* _What needs to be done_
Write out, word for word, the material from the line containing "Can you find the door" through the line containing "[[498, 203], [395, 206], [440, 212], [571, 197]]", including both of those lines.

Collected data
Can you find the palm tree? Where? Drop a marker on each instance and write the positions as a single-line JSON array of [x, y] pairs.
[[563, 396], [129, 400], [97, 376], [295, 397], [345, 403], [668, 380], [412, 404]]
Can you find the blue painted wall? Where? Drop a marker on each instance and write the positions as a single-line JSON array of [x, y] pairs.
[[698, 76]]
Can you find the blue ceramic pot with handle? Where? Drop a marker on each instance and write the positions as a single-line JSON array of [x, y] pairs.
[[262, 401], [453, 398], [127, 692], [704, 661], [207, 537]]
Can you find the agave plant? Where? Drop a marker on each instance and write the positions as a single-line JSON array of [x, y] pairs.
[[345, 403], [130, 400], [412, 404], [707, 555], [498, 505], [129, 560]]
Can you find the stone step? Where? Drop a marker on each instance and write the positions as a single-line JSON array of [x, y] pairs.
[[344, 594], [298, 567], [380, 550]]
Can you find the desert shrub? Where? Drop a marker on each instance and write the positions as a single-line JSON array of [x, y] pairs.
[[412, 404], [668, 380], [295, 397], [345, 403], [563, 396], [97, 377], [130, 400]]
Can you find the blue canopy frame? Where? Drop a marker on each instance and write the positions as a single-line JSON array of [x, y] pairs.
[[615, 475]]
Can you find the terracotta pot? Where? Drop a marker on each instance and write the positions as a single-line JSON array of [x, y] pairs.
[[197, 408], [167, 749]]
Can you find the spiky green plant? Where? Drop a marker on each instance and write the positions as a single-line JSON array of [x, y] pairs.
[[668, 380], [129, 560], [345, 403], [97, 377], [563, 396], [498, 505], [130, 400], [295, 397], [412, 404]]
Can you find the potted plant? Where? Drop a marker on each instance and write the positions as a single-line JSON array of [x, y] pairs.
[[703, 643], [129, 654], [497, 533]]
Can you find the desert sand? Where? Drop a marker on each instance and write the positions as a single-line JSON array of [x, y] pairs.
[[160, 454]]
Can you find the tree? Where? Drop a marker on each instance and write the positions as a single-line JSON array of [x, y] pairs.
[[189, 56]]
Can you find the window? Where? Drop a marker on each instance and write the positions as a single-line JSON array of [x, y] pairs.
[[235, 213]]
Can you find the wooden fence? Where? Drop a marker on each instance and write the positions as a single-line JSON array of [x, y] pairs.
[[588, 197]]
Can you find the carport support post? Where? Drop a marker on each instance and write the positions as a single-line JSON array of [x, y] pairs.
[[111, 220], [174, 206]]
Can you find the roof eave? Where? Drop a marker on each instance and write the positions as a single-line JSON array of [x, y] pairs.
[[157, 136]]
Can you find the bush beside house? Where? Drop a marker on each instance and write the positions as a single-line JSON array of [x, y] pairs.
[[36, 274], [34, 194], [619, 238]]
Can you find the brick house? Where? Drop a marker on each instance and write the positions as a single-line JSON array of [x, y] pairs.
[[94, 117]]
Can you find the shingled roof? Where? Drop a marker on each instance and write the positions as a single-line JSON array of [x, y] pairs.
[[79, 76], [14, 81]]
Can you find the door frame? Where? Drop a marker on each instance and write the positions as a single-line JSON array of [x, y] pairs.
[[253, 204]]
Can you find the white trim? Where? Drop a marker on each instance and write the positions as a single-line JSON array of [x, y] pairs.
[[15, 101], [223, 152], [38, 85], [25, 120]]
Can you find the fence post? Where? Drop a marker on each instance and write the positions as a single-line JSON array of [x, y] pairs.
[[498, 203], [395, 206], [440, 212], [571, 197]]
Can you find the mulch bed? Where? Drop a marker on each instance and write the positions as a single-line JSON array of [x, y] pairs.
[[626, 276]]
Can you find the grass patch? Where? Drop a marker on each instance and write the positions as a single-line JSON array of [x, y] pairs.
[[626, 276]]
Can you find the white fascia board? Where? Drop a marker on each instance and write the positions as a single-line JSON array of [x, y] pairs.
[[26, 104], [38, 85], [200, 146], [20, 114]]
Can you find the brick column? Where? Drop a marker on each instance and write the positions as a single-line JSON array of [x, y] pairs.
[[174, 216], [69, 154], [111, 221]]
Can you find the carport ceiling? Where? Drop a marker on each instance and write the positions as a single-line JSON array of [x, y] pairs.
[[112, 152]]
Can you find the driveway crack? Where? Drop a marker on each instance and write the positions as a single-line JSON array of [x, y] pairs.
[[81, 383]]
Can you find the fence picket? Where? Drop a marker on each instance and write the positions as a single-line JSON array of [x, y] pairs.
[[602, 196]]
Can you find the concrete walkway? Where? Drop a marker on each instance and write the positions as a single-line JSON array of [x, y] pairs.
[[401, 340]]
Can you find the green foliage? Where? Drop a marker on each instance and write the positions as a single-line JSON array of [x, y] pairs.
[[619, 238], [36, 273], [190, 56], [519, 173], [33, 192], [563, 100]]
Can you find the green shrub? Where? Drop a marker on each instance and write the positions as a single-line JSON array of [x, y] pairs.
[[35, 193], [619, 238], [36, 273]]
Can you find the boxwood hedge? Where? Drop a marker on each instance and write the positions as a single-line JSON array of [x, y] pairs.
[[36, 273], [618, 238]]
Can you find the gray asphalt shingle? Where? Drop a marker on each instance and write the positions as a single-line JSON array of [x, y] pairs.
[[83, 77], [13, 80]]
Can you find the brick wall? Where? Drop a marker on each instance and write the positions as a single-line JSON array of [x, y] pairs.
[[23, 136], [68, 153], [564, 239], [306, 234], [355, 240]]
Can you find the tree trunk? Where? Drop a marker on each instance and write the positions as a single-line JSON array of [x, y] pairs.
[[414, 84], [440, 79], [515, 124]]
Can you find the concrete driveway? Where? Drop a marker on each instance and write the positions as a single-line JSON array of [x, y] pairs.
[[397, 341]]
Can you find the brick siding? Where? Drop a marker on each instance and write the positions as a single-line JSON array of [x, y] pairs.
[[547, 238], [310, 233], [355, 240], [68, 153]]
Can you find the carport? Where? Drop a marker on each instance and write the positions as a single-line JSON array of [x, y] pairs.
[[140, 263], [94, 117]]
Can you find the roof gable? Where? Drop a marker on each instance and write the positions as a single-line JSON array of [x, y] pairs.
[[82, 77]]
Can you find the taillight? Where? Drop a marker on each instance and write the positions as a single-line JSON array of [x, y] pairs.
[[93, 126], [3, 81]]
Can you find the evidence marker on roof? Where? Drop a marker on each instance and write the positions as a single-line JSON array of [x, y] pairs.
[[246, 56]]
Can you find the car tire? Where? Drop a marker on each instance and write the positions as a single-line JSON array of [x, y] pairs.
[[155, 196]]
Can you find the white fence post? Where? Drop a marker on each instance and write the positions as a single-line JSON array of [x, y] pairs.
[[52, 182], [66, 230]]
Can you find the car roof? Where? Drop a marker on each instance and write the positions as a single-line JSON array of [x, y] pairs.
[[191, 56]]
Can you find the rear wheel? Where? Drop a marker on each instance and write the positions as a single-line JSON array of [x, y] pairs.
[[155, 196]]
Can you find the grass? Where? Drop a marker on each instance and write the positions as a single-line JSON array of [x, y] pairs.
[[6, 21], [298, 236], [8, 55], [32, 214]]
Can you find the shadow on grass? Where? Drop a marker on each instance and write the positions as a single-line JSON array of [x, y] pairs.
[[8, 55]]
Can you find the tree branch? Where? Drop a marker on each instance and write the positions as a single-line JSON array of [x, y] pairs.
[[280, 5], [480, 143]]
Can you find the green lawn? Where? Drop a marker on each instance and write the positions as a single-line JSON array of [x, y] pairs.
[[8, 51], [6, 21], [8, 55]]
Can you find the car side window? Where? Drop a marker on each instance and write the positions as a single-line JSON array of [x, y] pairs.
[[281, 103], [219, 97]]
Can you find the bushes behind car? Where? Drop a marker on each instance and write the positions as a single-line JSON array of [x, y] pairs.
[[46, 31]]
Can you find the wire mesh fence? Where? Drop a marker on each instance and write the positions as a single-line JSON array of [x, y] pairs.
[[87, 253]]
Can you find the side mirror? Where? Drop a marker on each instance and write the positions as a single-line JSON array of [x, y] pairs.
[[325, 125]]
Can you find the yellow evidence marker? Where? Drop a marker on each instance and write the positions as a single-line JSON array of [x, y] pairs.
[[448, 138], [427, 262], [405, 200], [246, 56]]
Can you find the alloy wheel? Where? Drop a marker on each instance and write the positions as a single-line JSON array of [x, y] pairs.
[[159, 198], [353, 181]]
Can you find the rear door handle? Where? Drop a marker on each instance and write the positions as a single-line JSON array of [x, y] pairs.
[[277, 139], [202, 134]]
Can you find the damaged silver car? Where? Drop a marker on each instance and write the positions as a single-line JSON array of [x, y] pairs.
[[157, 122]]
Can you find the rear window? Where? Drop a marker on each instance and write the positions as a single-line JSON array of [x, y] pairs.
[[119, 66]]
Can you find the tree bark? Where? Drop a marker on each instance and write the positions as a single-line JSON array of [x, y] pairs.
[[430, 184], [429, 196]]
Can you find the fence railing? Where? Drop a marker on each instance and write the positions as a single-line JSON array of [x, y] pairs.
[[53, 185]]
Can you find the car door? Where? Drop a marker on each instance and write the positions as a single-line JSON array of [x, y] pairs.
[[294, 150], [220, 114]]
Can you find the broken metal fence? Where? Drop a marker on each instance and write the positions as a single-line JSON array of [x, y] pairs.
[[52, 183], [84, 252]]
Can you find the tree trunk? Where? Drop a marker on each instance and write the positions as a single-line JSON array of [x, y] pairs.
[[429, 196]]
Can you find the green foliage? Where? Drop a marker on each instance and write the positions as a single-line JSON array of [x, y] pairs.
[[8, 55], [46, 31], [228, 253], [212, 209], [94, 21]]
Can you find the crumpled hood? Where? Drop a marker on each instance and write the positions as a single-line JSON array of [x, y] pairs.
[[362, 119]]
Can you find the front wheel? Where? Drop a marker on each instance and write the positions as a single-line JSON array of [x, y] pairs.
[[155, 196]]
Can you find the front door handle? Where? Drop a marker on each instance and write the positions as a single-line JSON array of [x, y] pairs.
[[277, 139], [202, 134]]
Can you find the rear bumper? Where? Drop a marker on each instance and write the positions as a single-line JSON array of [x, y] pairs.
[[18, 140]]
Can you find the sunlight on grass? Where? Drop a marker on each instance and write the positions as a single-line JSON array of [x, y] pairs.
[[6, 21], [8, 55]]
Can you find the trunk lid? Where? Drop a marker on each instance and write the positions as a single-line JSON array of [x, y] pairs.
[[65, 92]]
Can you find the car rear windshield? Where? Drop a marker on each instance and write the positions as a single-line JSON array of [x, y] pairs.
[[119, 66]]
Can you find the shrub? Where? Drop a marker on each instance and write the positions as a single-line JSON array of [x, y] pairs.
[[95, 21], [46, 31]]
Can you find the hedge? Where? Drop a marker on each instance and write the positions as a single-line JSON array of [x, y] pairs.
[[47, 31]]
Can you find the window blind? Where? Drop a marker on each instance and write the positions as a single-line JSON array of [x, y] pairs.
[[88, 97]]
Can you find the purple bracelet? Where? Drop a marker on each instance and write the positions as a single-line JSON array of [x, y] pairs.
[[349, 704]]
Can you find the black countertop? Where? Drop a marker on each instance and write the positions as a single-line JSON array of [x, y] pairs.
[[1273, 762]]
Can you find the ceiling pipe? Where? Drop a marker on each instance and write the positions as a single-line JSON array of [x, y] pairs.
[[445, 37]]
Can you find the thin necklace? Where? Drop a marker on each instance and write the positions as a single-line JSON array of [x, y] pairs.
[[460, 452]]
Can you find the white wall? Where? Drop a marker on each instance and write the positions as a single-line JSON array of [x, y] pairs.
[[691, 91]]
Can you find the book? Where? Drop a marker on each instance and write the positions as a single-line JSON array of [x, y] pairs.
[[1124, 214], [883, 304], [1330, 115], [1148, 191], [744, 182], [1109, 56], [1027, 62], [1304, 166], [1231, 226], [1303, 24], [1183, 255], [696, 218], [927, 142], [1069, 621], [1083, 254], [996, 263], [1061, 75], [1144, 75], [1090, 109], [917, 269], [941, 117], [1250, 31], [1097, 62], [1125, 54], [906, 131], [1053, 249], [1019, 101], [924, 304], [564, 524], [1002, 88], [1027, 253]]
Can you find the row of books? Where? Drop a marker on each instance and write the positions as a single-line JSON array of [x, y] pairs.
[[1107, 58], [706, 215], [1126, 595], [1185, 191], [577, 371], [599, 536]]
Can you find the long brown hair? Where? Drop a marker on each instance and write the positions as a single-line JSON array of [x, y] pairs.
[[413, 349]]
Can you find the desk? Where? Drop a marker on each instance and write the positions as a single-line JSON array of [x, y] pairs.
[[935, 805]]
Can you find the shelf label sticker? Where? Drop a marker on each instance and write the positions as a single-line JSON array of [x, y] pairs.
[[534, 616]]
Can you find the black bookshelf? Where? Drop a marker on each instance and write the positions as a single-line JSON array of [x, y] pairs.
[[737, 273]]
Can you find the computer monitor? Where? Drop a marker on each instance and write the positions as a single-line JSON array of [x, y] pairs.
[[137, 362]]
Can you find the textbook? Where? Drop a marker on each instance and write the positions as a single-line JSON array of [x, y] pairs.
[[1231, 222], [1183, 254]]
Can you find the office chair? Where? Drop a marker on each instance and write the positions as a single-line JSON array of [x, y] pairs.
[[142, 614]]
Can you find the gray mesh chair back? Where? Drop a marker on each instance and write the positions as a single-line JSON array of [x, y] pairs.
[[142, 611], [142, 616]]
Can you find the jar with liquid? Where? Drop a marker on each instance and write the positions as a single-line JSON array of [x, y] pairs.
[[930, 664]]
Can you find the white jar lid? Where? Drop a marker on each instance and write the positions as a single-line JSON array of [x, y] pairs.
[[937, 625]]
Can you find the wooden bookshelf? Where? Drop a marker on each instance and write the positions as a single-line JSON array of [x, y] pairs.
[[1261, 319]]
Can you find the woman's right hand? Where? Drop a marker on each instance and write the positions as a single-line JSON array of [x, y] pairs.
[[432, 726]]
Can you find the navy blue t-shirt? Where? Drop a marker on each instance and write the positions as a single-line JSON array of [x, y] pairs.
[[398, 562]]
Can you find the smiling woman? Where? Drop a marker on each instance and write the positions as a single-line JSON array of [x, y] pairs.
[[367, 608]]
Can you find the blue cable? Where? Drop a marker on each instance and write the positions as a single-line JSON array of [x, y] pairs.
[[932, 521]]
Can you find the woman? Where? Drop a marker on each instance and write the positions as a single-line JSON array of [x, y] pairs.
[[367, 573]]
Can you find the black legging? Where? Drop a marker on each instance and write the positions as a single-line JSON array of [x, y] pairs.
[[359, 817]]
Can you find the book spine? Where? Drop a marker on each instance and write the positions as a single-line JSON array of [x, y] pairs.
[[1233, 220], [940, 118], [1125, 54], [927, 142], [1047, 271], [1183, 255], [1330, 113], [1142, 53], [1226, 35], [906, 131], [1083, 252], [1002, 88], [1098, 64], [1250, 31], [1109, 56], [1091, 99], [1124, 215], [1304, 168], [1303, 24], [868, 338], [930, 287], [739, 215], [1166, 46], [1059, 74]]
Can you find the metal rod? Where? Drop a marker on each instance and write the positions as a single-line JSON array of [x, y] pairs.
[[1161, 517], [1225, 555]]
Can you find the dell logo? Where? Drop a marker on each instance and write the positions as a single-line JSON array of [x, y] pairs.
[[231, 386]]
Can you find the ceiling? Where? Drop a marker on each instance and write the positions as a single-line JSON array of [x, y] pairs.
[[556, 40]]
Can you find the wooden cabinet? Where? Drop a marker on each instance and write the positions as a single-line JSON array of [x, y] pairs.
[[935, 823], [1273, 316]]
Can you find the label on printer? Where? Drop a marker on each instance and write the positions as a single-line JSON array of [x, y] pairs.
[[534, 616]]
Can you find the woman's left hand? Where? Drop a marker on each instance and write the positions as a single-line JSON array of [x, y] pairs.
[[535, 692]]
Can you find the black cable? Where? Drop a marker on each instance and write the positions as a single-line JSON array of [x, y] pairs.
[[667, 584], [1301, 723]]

* _Task answer_
Can you find the door frame? Where? Drop a marker on each instance and write the positions as a single-line JSON array of [x, y] pairs.
[[253, 204]]
Can you find the white trim? Where? Drop a marker on each instance and write the positions as a single-line JSON array of [x, y] pairs.
[[15, 101], [223, 152], [38, 85], [25, 120]]
Can you find the fence post? Where? Drop a marker on each instance and write the positions as a single-line JSON array of [x, y] pairs.
[[498, 203], [395, 206], [440, 212], [571, 197]]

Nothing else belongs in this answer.